The exercise:
From the line containing "the black sleeveless" through the last line of the data, return those lines exactly as written and nothing more.

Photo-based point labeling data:
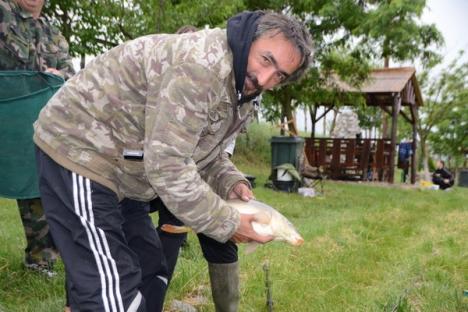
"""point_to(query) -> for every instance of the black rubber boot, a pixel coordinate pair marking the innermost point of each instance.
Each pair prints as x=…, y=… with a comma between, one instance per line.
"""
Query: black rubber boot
x=224, y=278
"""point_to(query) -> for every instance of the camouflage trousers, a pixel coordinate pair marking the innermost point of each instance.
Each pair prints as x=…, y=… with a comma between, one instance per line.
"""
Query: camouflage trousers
x=40, y=249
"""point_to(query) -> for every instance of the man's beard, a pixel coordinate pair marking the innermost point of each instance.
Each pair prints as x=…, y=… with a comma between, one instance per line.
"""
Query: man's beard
x=257, y=88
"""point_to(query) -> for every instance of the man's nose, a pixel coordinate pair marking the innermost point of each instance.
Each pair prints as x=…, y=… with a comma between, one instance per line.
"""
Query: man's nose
x=265, y=78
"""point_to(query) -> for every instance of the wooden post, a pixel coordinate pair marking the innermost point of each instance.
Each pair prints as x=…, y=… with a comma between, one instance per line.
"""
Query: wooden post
x=395, y=113
x=414, y=159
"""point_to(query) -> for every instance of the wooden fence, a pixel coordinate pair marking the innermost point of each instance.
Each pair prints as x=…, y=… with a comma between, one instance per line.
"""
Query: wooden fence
x=353, y=159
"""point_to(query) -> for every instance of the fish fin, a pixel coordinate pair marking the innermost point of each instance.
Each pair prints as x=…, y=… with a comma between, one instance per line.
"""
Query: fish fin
x=169, y=228
x=251, y=247
x=262, y=217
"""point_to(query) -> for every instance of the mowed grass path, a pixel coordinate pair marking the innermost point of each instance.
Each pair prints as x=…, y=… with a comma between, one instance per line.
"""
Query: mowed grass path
x=367, y=248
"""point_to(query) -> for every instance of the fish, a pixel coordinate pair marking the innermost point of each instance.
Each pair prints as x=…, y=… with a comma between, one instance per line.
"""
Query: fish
x=270, y=222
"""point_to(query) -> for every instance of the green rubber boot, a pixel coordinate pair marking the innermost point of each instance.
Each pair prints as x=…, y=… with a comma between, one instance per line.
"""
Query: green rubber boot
x=224, y=278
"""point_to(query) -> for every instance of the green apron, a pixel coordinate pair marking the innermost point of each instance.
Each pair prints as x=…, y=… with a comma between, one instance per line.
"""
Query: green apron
x=22, y=96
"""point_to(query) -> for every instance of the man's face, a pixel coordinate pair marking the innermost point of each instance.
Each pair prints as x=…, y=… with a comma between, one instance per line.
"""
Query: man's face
x=32, y=6
x=271, y=60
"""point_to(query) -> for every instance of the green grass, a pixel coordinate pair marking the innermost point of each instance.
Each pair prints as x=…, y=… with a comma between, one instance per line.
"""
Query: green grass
x=367, y=248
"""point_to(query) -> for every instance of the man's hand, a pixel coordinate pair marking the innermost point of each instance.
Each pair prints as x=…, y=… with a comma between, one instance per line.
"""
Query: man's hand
x=53, y=71
x=245, y=233
x=241, y=191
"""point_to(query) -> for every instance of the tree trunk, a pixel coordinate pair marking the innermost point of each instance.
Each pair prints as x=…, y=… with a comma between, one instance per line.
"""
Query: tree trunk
x=287, y=111
x=313, y=116
x=335, y=115
x=83, y=61
x=325, y=125
x=425, y=158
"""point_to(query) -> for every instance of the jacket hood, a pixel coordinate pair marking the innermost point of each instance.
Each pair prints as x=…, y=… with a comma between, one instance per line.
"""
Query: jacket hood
x=240, y=32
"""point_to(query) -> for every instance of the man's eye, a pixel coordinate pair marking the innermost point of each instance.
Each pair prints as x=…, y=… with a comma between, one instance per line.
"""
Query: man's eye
x=280, y=77
x=265, y=60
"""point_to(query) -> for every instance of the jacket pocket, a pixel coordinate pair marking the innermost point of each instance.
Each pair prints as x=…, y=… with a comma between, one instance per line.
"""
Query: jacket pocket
x=216, y=119
x=18, y=46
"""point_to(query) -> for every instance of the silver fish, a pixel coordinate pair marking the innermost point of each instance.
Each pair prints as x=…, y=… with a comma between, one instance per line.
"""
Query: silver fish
x=271, y=222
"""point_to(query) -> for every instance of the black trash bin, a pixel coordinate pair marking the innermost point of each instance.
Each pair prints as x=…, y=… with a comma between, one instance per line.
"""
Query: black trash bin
x=285, y=149
x=463, y=178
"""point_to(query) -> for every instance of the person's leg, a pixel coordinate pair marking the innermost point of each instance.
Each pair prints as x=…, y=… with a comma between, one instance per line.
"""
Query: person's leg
x=171, y=242
x=143, y=239
x=224, y=273
x=85, y=221
x=40, y=251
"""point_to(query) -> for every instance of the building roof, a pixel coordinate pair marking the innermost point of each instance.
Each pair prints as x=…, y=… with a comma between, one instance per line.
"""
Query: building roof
x=384, y=82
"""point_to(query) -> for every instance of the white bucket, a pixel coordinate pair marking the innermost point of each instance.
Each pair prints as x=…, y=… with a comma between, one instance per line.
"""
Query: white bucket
x=283, y=175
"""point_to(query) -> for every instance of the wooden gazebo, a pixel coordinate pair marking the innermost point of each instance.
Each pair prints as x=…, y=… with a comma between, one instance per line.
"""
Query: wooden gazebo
x=391, y=89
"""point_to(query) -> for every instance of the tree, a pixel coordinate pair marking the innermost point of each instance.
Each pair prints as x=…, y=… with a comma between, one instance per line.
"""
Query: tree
x=92, y=27
x=348, y=35
x=446, y=96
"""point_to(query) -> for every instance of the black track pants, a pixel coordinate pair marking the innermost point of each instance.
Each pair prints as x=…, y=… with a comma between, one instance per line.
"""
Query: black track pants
x=106, y=246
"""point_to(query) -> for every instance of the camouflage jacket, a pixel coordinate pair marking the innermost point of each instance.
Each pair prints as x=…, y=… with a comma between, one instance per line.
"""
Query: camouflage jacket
x=31, y=44
x=170, y=96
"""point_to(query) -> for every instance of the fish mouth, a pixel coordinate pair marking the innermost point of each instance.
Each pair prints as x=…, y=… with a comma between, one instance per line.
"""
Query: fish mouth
x=298, y=242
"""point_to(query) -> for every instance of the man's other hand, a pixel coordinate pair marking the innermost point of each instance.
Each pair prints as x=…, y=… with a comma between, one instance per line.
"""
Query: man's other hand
x=245, y=233
x=53, y=71
x=241, y=191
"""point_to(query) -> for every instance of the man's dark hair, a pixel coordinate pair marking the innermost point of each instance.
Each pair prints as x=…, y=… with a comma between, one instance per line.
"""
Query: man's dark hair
x=272, y=24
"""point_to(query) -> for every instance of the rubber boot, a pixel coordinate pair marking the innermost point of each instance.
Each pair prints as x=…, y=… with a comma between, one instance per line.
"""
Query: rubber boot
x=224, y=278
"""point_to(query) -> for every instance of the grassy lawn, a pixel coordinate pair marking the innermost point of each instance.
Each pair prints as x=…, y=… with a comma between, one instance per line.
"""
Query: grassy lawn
x=367, y=248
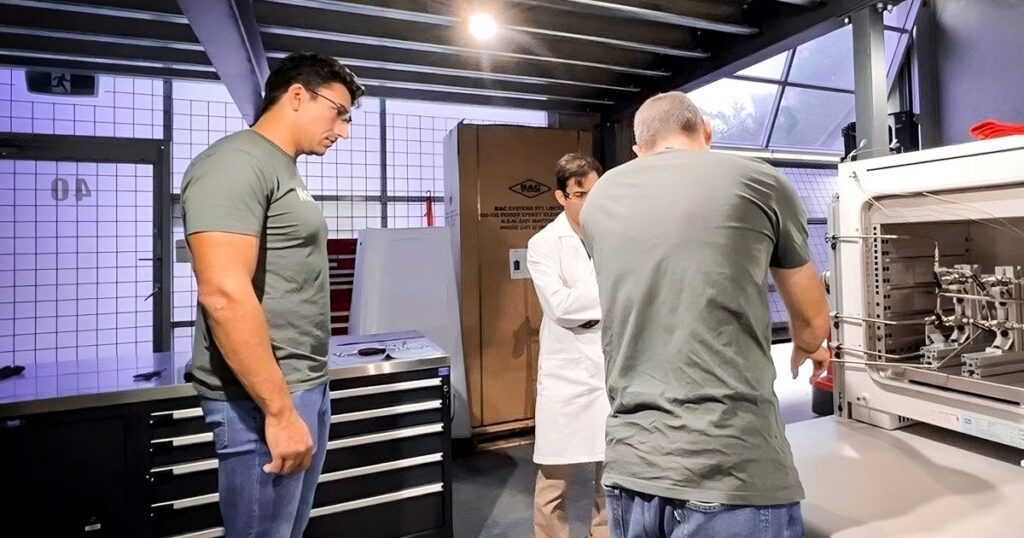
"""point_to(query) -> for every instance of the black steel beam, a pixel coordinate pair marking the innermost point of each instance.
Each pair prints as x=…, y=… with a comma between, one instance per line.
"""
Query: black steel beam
x=441, y=40
x=100, y=50
x=530, y=18
x=718, y=10
x=231, y=39
x=64, y=18
x=788, y=26
x=105, y=67
x=477, y=63
x=676, y=13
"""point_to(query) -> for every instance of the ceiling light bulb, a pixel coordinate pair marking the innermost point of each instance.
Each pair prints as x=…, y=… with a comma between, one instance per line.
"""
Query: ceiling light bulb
x=482, y=26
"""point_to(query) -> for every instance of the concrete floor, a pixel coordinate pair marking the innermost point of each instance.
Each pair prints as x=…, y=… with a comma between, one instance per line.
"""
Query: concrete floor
x=494, y=489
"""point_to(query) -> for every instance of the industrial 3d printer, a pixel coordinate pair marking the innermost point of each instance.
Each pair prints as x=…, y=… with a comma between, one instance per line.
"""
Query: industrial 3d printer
x=928, y=289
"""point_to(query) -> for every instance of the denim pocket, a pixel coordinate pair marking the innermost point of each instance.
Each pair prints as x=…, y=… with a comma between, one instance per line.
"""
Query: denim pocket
x=215, y=416
x=706, y=507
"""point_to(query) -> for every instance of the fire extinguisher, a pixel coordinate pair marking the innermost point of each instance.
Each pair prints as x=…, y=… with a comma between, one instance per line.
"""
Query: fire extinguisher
x=430, y=210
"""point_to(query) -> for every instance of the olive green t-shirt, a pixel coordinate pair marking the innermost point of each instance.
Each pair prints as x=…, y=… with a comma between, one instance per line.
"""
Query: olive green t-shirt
x=244, y=183
x=682, y=242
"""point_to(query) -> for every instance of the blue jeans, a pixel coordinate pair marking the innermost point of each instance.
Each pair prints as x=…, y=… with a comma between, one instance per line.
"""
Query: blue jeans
x=254, y=504
x=633, y=514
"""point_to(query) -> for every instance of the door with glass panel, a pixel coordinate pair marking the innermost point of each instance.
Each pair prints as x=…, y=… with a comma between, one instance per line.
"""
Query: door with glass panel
x=80, y=259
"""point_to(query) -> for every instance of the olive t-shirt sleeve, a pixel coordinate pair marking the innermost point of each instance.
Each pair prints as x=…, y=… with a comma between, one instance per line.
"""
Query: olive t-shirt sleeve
x=791, y=249
x=225, y=192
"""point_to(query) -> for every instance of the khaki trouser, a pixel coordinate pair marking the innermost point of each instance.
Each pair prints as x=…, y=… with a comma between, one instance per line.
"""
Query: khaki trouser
x=550, y=520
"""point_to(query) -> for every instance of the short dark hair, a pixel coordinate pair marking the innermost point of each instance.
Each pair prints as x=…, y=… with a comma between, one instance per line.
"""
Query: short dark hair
x=313, y=72
x=574, y=166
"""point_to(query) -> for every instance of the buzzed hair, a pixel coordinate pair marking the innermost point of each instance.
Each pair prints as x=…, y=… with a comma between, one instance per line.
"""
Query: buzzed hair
x=665, y=115
x=576, y=167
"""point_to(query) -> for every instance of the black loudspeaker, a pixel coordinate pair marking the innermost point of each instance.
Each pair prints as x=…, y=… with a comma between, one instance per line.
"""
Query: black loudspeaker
x=906, y=130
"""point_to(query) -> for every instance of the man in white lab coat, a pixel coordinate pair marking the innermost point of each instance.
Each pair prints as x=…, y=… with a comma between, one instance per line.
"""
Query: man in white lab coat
x=571, y=403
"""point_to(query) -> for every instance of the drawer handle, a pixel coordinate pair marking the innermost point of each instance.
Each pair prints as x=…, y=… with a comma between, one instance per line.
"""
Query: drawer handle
x=386, y=436
x=179, y=414
x=380, y=499
x=185, y=468
x=186, y=440
x=381, y=467
x=380, y=389
x=386, y=411
x=189, y=502
x=209, y=533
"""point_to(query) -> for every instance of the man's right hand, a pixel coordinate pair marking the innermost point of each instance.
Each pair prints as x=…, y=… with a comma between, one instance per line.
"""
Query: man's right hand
x=290, y=444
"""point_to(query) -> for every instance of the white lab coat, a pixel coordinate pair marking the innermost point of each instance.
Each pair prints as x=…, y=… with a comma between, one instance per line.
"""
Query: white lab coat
x=571, y=401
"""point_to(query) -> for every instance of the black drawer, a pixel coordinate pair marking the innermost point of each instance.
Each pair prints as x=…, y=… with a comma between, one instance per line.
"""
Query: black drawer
x=167, y=453
x=384, y=423
x=169, y=521
x=352, y=382
x=388, y=395
x=385, y=450
x=412, y=515
x=178, y=422
x=373, y=485
x=180, y=482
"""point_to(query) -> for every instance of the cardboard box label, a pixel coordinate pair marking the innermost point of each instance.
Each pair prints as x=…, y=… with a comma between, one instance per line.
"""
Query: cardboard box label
x=517, y=263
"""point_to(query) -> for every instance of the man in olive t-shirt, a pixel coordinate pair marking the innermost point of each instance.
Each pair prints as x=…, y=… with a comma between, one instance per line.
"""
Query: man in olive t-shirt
x=259, y=252
x=682, y=241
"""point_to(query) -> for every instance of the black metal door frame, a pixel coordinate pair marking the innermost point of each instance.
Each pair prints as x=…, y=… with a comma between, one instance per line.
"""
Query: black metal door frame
x=110, y=150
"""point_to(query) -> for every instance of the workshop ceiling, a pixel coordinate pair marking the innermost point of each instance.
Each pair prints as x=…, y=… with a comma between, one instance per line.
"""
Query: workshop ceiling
x=572, y=55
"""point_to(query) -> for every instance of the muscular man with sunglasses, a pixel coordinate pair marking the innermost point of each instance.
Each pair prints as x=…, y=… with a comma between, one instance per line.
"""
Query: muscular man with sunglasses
x=259, y=252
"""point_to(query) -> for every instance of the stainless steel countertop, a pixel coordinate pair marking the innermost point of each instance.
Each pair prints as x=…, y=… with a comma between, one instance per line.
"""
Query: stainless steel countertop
x=70, y=384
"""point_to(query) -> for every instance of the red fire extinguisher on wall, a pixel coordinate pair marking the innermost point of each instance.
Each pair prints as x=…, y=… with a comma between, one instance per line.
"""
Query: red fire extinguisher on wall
x=430, y=210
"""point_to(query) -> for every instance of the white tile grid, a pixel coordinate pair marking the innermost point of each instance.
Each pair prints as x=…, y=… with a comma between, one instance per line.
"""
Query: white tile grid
x=413, y=214
x=196, y=124
x=72, y=284
x=415, y=150
x=124, y=107
x=815, y=187
x=350, y=166
x=182, y=338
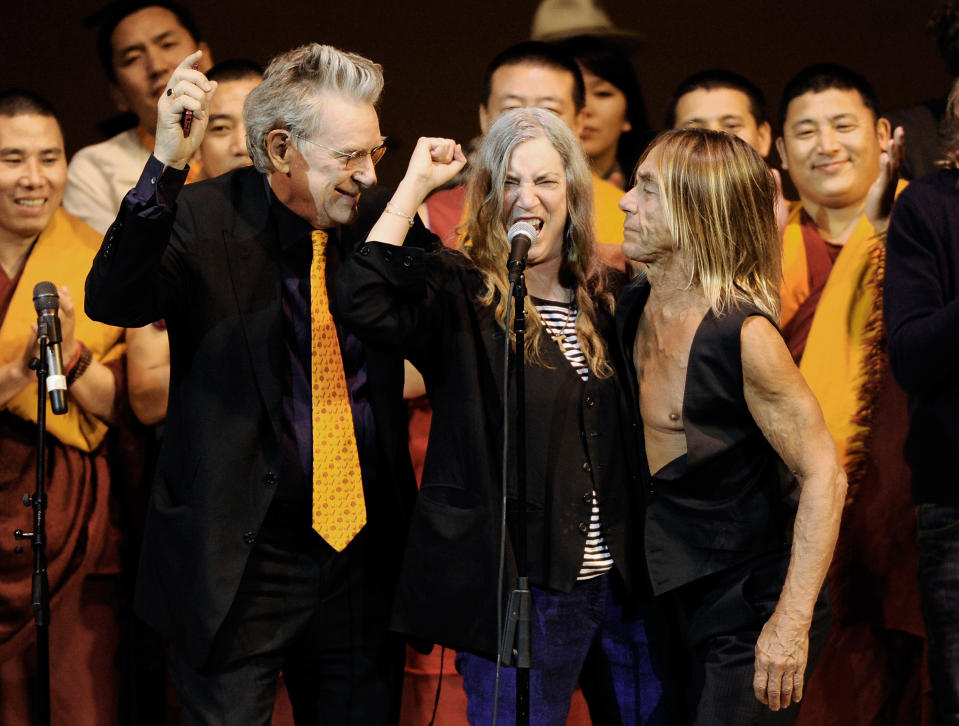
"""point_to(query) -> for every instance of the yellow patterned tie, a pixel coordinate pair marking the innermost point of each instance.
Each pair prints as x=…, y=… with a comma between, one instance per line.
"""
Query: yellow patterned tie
x=339, y=511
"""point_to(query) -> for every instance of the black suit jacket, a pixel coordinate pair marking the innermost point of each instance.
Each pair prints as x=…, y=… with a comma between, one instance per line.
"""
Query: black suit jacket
x=427, y=308
x=213, y=274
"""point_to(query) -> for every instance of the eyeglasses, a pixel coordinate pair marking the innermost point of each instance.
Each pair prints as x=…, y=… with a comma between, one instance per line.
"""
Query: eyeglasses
x=353, y=159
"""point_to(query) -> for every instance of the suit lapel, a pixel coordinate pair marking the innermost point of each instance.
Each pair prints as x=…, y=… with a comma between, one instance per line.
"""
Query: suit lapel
x=251, y=250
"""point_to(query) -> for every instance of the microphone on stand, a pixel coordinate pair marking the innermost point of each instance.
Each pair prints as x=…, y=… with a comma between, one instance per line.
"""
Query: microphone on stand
x=521, y=237
x=46, y=302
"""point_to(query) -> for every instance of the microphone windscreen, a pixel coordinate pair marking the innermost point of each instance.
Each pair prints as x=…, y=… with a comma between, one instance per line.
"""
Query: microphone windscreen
x=45, y=297
x=521, y=229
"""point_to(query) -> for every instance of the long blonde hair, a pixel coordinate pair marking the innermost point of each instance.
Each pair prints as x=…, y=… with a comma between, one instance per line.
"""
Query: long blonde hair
x=489, y=249
x=719, y=200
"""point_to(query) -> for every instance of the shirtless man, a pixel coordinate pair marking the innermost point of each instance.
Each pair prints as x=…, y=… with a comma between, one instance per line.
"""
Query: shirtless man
x=733, y=436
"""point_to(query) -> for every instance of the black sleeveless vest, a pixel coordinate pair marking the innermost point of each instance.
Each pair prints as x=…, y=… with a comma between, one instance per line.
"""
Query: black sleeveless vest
x=728, y=499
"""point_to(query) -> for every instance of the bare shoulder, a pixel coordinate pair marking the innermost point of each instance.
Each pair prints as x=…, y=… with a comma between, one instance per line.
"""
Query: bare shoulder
x=767, y=363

Response:
"""point_to(query) -> for every instance of the black sleeveless vest, a pixel coordinate pair marking the innermost point of each instance.
Each pair prints as x=…, y=… with a comma between, one instance per line.
"""
Query: black sleeveless vest
x=728, y=499
"""point_to(query) -> for every instance of the bare shoulder, a pixel coordinate pair marking the innermost point of each instance.
Each pair prints as x=…, y=… with a comma between, one instance per line.
"""
Query: bare shoulder
x=767, y=363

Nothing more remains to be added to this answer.